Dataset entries
<<<<

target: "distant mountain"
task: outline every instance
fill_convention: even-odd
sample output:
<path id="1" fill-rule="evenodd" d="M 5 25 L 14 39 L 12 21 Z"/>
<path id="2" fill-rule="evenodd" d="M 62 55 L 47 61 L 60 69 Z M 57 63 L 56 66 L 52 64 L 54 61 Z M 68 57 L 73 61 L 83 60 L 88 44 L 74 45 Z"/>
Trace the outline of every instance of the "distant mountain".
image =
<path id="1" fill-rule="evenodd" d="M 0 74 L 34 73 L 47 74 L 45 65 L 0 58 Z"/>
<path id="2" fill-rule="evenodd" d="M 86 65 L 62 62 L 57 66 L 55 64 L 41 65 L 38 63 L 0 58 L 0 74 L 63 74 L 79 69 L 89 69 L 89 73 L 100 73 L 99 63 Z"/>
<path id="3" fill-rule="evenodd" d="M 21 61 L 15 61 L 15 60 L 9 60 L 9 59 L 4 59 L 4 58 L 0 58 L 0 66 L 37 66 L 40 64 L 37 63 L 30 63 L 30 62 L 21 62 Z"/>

>>>>

▶ _Exercise instructions_
Using the entries above, output exactly the lines between the line holding "5 25 L 14 39" and the line holding "Trace the outline", end lines included, and nothing more.

▶ _Exercise solution_
<path id="1" fill-rule="evenodd" d="M 5 25 L 14 39 L 12 21 Z"/>
<path id="2" fill-rule="evenodd" d="M 62 55 L 47 61 L 60 69 Z M 57 63 L 56 66 L 52 64 L 54 61 Z M 68 57 L 73 61 L 83 60 L 88 44 L 74 45 Z"/>
Trace the outline of every instance of the "distant mountain".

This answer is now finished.